Find every line in the material below that contains the word "dark" and copy each one out in full.
───── Extracted material
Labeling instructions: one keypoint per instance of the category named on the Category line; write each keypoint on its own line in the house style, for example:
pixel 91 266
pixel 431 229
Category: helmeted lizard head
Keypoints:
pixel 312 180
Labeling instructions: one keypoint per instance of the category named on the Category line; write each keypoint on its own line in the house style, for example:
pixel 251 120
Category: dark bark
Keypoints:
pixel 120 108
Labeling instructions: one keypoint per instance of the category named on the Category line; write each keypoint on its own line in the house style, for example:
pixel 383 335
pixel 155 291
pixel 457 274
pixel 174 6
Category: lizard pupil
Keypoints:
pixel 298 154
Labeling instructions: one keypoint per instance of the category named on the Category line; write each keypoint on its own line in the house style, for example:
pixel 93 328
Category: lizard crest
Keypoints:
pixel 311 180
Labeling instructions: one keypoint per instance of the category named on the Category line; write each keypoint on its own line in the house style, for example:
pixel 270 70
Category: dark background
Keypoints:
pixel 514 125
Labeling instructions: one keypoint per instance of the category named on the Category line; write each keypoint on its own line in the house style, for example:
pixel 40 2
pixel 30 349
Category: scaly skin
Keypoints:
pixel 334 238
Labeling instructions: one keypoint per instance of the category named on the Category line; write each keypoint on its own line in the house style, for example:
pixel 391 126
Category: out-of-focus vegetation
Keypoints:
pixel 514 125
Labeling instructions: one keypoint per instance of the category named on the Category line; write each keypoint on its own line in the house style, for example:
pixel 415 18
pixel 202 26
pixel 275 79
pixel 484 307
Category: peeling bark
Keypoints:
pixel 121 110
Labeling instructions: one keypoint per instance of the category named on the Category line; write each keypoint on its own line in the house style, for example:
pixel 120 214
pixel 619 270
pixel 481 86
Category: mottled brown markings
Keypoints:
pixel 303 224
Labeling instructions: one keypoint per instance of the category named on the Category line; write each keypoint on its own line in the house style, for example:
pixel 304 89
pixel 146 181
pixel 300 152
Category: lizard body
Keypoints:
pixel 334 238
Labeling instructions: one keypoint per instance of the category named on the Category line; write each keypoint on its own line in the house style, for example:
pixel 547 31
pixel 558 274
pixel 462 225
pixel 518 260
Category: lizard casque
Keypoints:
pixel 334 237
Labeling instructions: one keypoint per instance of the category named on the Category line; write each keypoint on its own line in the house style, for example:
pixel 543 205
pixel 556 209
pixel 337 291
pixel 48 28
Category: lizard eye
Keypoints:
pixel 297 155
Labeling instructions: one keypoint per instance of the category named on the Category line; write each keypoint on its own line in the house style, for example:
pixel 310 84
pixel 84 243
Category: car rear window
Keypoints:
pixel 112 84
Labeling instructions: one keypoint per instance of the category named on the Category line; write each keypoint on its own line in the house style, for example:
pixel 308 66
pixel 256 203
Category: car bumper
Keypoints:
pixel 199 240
──────────
───── Extracted material
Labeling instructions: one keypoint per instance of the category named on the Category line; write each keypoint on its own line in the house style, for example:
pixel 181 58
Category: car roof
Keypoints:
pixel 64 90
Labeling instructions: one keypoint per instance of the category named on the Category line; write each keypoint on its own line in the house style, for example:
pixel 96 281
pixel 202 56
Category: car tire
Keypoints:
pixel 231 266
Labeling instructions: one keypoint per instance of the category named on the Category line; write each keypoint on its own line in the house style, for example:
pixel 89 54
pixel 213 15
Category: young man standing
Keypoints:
──────────
Worked solution:
Category: dark bark
Category: dark background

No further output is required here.